⟨

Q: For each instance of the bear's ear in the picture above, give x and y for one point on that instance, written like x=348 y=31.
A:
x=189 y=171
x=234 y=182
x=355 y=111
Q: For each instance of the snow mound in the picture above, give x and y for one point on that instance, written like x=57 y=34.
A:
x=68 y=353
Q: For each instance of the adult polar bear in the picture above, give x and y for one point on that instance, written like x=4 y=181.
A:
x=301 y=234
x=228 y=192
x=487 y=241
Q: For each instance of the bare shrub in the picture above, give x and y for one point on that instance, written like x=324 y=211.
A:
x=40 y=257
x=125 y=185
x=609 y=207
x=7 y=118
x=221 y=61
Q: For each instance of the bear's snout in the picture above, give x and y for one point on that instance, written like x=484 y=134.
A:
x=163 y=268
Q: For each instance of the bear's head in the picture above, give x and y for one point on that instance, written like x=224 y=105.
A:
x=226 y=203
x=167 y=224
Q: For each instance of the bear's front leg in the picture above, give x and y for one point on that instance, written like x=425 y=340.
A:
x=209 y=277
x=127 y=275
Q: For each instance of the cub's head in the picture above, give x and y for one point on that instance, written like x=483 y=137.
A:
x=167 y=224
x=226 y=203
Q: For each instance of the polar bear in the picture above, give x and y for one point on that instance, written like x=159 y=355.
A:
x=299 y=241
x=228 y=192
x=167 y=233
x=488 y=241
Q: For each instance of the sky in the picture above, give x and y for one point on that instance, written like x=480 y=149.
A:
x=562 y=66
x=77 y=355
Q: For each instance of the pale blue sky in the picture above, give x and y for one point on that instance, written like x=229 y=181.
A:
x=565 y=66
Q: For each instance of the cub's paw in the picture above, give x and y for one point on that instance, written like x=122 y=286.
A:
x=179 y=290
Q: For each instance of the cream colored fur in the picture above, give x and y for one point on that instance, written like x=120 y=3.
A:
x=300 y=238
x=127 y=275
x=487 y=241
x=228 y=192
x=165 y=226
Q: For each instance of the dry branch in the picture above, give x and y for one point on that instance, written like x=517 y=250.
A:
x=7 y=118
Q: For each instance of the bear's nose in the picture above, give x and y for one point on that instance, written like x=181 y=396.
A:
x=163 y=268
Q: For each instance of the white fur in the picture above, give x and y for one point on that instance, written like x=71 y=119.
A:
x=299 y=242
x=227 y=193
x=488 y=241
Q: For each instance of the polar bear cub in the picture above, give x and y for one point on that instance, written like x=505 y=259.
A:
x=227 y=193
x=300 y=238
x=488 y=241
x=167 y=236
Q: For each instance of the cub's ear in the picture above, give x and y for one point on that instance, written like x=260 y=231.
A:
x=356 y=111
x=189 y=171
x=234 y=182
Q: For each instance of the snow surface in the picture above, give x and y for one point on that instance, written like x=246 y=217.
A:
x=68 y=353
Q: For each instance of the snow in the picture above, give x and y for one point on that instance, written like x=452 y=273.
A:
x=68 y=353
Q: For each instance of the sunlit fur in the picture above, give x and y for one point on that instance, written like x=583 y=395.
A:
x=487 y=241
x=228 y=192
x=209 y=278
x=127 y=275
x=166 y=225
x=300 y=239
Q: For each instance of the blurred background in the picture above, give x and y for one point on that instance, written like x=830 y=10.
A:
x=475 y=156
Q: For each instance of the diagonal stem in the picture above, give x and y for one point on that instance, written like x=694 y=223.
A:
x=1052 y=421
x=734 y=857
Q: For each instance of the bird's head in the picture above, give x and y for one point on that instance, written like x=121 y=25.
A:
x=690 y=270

⟩

STATED GOAL >> Can you reproduce the lines above without any changes, starting with the line that contains "Q: For each instance of the cub's paw" and continuing through the line that contains "x=734 y=857", both of those lines included?

TASK ANSWER >>
Q: For each instance of the cub's paw in the picture above, give x and y for one point on that instance, written like x=122 y=286.
A:
x=179 y=290
Q: For each instance of the cream colored fur in the picture above, give x and y for one point on that instance, written like x=120 y=3.
A:
x=300 y=238
x=127 y=275
x=487 y=241
x=228 y=192
x=165 y=226
Q: For each instance of the dry branch in the picture above, give x and y for one point on that instance, written like x=517 y=250.
A:
x=7 y=118
Q: For each instance of the bear's nose in the picture above, give x and y for one point on that instance, written like x=181 y=396.
A:
x=163 y=268
Q: For each instance of the white fur in the picture above, give x and y for one point on that instance, written like x=71 y=119.
A:
x=299 y=242
x=227 y=193
x=488 y=241
Q: For each instance of the polar bear cub in the picture above, give x and y for one point on that instance, written like x=505 y=259.
A:
x=227 y=193
x=300 y=238
x=488 y=241
x=167 y=236
Q: For each instance of the cub's ear in the picture above, give x and y for one point on that instance, written like x=260 y=231.
A:
x=356 y=111
x=189 y=171
x=234 y=182
Q: For each instance of the snow surface in the picture above, give x and y for one point on that instance, written like x=246 y=217.
A:
x=68 y=353
Q: For each instance of the snow in the picture above, give x and y for one point on that instance, written like x=452 y=273.
A:
x=68 y=353
Q: For each instance of the sunlit fur in the picture above, give x and y for one point on that instance, written like x=583 y=395.
A:
x=487 y=241
x=228 y=192
x=209 y=278
x=127 y=275
x=166 y=225
x=300 y=239
Q: For each instance of the blurred background in the picture above, give x and y for one point on that instance, written like x=830 y=10.
A:
x=475 y=156
Q: For each instance of the diagonal stem in the picture above, give x and y for one point on that instance, written like x=694 y=223.
A:
x=1052 y=421
x=734 y=857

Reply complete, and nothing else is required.